— Start of INPUT —
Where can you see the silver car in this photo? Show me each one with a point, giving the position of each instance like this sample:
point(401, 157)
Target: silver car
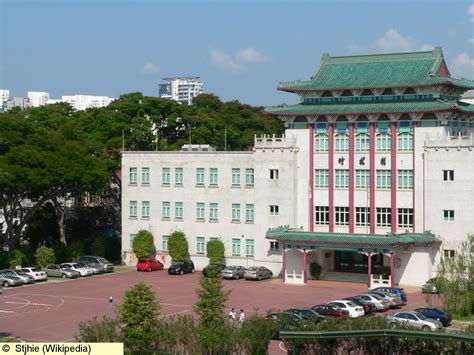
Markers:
point(56, 271)
point(233, 272)
point(414, 319)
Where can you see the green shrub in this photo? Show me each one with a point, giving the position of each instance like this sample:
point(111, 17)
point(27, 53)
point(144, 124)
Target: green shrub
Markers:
point(178, 246)
point(44, 256)
point(143, 246)
point(215, 250)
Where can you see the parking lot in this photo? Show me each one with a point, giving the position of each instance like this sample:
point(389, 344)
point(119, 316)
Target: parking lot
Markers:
point(52, 311)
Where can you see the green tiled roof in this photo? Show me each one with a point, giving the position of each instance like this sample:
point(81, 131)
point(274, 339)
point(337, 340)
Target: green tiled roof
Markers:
point(377, 71)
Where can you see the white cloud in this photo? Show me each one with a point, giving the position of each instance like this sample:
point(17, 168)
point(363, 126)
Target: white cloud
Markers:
point(149, 69)
point(463, 66)
point(392, 41)
point(251, 55)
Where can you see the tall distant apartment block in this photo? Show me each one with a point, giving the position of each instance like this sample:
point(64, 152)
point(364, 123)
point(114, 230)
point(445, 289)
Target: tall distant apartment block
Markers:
point(181, 89)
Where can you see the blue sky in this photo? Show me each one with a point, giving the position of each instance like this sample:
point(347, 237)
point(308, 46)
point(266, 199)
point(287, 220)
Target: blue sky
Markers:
point(240, 49)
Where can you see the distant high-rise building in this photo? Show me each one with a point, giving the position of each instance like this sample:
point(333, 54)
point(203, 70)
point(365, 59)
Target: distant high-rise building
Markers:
point(182, 89)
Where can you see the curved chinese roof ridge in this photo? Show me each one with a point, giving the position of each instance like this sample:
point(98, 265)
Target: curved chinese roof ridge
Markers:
point(390, 70)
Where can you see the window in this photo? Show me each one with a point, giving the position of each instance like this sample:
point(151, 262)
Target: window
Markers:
point(145, 176)
point(166, 209)
point(342, 178)
point(321, 143)
point(405, 217)
point(274, 210)
point(274, 247)
point(405, 142)
point(236, 177)
point(133, 176)
point(145, 209)
point(362, 216)
point(448, 175)
point(249, 177)
point(384, 217)
point(178, 176)
point(405, 179)
point(341, 216)
point(342, 142)
point(164, 243)
point(249, 213)
point(133, 209)
point(249, 247)
point(362, 142)
point(273, 174)
point(236, 212)
point(200, 177)
point(383, 142)
point(214, 212)
point(201, 245)
point(448, 215)
point(165, 176)
point(213, 177)
point(321, 215)
point(235, 247)
point(178, 210)
point(321, 178)
point(384, 179)
point(200, 210)
point(362, 178)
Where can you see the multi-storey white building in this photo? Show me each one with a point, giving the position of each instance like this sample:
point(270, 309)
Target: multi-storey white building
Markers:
point(376, 168)
point(181, 89)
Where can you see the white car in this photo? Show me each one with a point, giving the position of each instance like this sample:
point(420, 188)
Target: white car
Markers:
point(38, 275)
point(82, 270)
point(355, 311)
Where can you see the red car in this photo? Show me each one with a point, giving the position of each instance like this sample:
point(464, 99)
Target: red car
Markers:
point(148, 264)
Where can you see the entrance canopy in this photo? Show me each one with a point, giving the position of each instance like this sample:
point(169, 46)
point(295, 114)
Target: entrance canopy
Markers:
point(373, 243)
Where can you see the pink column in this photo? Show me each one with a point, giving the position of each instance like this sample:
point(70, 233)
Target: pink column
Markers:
point(351, 177)
point(331, 176)
point(372, 178)
point(393, 161)
point(311, 178)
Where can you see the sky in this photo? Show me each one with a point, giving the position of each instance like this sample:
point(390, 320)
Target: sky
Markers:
point(240, 49)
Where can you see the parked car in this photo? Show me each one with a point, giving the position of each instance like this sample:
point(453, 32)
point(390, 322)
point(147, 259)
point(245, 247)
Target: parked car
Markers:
point(55, 270)
point(80, 268)
point(369, 307)
point(149, 264)
point(414, 319)
point(397, 291)
point(214, 268)
point(181, 267)
point(100, 261)
point(258, 273)
point(307, 314)
point(380, 303)
point(327, 310)
point(233, 272)
point(437, 314)
point(8, 279)
point(23, 276)
point(355, 311)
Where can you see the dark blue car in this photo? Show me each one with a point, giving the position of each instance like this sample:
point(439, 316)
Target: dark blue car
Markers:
point(435, 313)
point(397, 291)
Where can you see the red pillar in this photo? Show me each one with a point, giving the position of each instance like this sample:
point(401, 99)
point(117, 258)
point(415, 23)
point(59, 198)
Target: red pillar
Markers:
point(392, 276)
point(351, 177)
point(331, 176)
point(305, 267)
point(369, 266)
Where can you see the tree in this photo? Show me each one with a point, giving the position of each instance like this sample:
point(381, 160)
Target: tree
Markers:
point(215, 250)
point(44, 256)
point(138, 316)
point(178, 245)
point(143, 245)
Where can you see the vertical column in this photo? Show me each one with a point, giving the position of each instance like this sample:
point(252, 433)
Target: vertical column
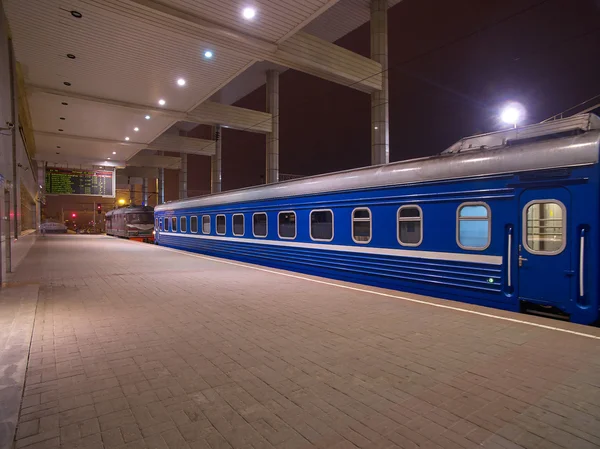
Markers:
point(215, 162)
point(272, 168)
point(183, 177)
point(380, 136)
point(161, 183)
point(144, 191)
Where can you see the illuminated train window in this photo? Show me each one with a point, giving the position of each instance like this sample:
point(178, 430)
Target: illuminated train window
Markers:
point(286, 225)
point(410, 225)
point(221, 227)
point(259, 224)
point(545, 227)
point(473, 229)
point(361, 225)
point(238, 224)
point(321, 225)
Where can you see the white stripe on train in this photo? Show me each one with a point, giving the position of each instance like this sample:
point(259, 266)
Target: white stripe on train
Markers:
point(431, 255)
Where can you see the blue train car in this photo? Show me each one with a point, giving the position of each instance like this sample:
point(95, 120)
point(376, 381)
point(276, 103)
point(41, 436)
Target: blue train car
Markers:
point(504, 220)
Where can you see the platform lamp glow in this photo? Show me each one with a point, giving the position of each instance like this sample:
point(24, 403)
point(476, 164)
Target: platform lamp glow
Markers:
point(512, 114)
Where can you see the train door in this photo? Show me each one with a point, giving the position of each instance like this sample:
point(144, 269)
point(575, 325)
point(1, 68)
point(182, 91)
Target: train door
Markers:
point(545, 271)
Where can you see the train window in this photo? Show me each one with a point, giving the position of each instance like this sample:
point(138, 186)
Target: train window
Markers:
point(221, 224)
point(361, 225)
point(259, 224)
point(473, 227)
point(410, 225)
point(287, 225)
point(321, 225)
point(205, 224)
point(545, 227)
point(238, 224)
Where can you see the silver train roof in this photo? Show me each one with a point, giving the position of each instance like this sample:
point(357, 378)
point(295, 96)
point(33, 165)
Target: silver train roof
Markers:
point(496, 153)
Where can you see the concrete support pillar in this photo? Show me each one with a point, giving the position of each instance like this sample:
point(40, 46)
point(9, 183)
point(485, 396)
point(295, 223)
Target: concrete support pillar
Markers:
point(183, 177)
point(160, 188)
point(215, 162)
point(144, 191)
point(272, 168)
point(380, 135)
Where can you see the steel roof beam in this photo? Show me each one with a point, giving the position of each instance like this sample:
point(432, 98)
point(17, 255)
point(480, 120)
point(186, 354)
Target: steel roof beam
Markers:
point(208, 113)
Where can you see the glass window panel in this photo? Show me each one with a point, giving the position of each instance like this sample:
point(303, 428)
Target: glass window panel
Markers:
point(238, 224)
point(410, 212)
point(544, 227)
point(473, 233)
point(473, 211)
point(410, 232)
point(206, 224)
point(321, 225)
point(259, 224)
point(361, 225)
point(221, 224)
point(287, 225)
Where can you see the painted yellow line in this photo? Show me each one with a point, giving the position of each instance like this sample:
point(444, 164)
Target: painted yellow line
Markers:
point(387, 295)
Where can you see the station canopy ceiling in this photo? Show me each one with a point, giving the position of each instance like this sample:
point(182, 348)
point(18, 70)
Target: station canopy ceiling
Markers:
point(108, 78)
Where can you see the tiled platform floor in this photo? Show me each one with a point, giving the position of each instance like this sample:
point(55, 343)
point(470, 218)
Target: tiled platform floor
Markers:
point(141, 347)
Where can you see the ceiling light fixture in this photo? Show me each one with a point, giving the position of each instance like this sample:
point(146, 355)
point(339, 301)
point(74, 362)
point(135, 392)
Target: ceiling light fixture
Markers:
— End of INPUT —
DIRECTIVE:
Change every "Markers" to "Points" in the material, starting with the line containing "Where can you see the painted" and going on through the end of the material, and reproduce those lines with nothing else altered.

WRITTEN SOLUTION:
Where can you see the painted yellow line in this photo? Show me each one with a point, giving the position of each instance like this sample:
point(444, 164)
Target: painted yellow line
Points:
point(387, 295)
Where can you see the station canopy ceiling in this photo? Show me each one with a point, giving the position of each instance like this sample:
point(182, 348)
point(18, 70)
Target: station canopy ceiling
Points:
point(108, 78)
Where can you see the tiled platform floor in this photo? Show me each one with a point, giving the position of each instance like this sample:
point(55, 343)
point(470, 218)
Target: tiled platform floor
Points:
point(141, 347)
Where can you see the ceiling light fixture in this photo? Show me each one with a point, giving the position of each instance like this sample:
point(146, 355)
point(339, 301)
point(74, 362)
point(135, 392)
Target: ceiling light fixture
Points:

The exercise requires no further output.